To-do list:
A - In the passage on how artificial lighting shifts paint color, which two bulb measurements are said to matter?
B - Write the next part of the passage on how lighting changes paint undertones, starting after its final sentence.

Passage given:
## Start
Artificial light shifts a colour's undertone by changing the mix of wavelengths hitting it — warm bulbs push everything yellow and kill blues, cool bulbs flatten warmth and expose grey or green. The bulb's colour temperature and CRI matter more than most people realise.

Light is just wavelengths bouncing off your wall, and paint only reflects the wavelengths the bulb actually emits. Change the bulb, change the colour. It's that simple — and that brutal.

The two numbers that matter are colour temperature (measured in Kelvin) and CRI (Colour Rendering Index). A warm bulb at 2700K throws out yellow-heavy light, so it amplifies the warmth in a colour and quietly murders any blue or cool grey undertone. A neutral or cool bulb at 4000K+ does the opposite — it flattens the cosy yellows and pulls grey, green or lilac undertones forward, sometimes nastily.

Real examples mate. A soft warm grey like Farrow & Ball Cornforth White can go from gentle and pinkish under daylight to a slightly mauve or even cold cast under a cheap cool LED. Skimming Stone leans warm and creamy under 2700K but can read flat and grey under a high-Kelvin bulb. Greens are the worst offenders — Little Greene French Grey or a sage like Mizzle can swing green-to-grey-to-blue depending entirely on what's in the ceiling.
## End
Material shown:
## Start
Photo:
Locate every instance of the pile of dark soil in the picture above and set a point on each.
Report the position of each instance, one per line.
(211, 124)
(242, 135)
## End
Final results:
A - Color temperature (measured in Kelvin) and CRI (Color Rendering Index).

B -
The killer detail is CRI. A bulb with CRI below 80 has gaps in its spectrum, so certain undertones simply have no wavelengths to reflect — colours look muddy and "off" for no obvious reason. Always buy bulbs at CRI 90+. This single change fixes more "the colour looks wrong" complaints than re-painting ever does.

What about "but it looked fine in the shop"? Showrooms use bright, fairly cool retail lighting. Your sitting room at 9pm under lamps is a totally different planet.

Practical advice: test your sample board under the actual bulbs you'll live with, at the time of day you'll use the room, not just by the window at noon. Decide your bulb temperature *before* you commit to the colour. Go warm (2700K) for living rooms and bedrooms, neutral (3000–3500K) for kitchens and bathrooms, and never below CRI 90. Sort the light first and the colour behaves.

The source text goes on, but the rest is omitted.